Honeyflow.com | FAQ's |

Marked my first queen ^^

After the introduction of those expensive breeder queens went wrong and the split made for them raised their own queen, I finally got to check on them today. I told myself to sit on my hands for 4 weeks! But now I wanted to see how thex did. And they really DID something!

My selfmade Two-Appartment-House (made of a 10 frame box, I didn’t have a nuc box by then) was not able to hold 5 frames per section, so I had to leave that large gap having 4 frames in the split. They filled the gap with really beautiful natural comb, which was then filled with pollen and nectar. Thanks to this forum I knew what to do and rubberbanded it to an empty frame. Well, it SOUNDS easy, rubberband it to an empty frame, but after being able to losen it from the box wall in one piece, it bent in my hands and fell, so it finally did brake into 3 pieces. Very few bees drowned in nectar to my surprise. But the rubber bands and all that were not so easy to handle with the leather gloves, that soon became sticky and gooey… But that’s my result:

I think that should to the job, right? Would be a shame for the girls to lose all that precious pollen they stored. You can see the follower board I put in. I thought it might be a little too much of a good thing to transfer them from 4 to 10 frames at once.
Little queenie is indeed a big girl, she showed up on the very first frame I pulled. Thank every higher force there might be that I didn’t roll her in the act, it was very tightly packed with bees! She went into the marker cage with only a little persuation (I’m not ready to just grab and pick up a bee with my fingers…).

And off she goes, diving into her home, surrounded by her girls, who started cleaning her right away. The marking plate ended up on her head in the first attempt, because she moved around in the cage when the glue was still fresh, so she managed to push the plate from her back to her head. But I was able to adjust it and I hope the glue on her head doesn’t affect her too much.
Her brood nest seems very fine to my, only that there was not much space left for her to lay. Highest time to give them more room, I think.

I put the new, empty frames on both sides of the brood nest, then the fixed up “burr comb” frame and then another empty frame. I’ll give them more frames by taking out the follower as soon as the empty frames are drawn. Hope this will work out and result in good, straight combs (as it did before in all the other hives).

- [Data extract]
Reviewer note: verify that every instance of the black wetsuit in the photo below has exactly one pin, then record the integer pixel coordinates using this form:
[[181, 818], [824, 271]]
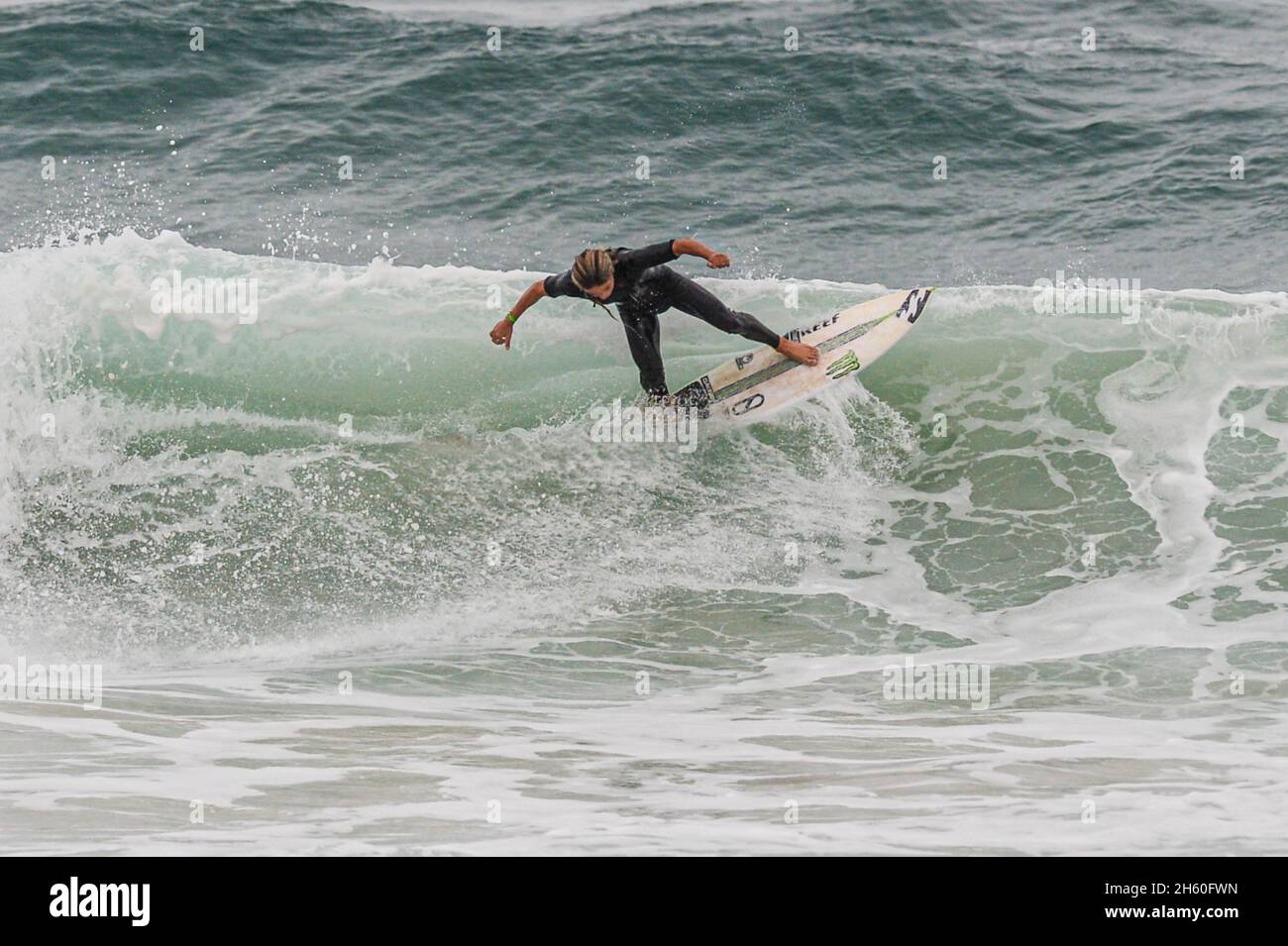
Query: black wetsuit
[[643, 288]]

- [What to do]
1 – Translate this sentence from the beekeeping forum post into German: "You can see the follower board I put in."
2 – Continue the beekeeping forum post from its final sentence.

- [Final results]
1 – Man sieht das Schiedbrett, das ich eingesetzt habe.

2 –
Nice work Angy! I can imagine how tricky rubber banding new combs into a frame would be with only one pair of hands :grinning:
When you use a follower board, do the bees stick comb up to it & is it hard to get loose when you want to take it out or move it?

1 Like

Thanks, Eva, I did the best I could. ^^
I don’t know what they do with the follower board, I’m a newbee and this is the very first time I use one. All that stuff is brand new, except the frames I got the hive on (one of which I used for the rubberbanding thing, since it didn’t have wires any more after cutting out drone brood for varroa control). I’ll wait and see…

Well done
I have never dared using those…worried about the glue.
Now that I’m OK holding a queen between my fingers I might…a marker pen is so much easier though. :blush:

1 Like

I thought about buying pens, but then again, they’ll dry out after a while and since i don’t intend on breeding large numbers of queens, that’ll be a waste.
Funny enough, several years ago I bought a couple of queen pens for my rabbits. I started breeding my satin angoras in 2013 and kept them in groups right from the beginning, making it a problem to know which kit belongs to which mother. So I thought bee markers might work on baby rabbits. I came to have several groups and only breed one doe per group at a time, so there won’t be falsely assigned kits. I lost the pens while moving to my new home, unfortunately, now that I could really use them…

1 Like

Super! Congratulations!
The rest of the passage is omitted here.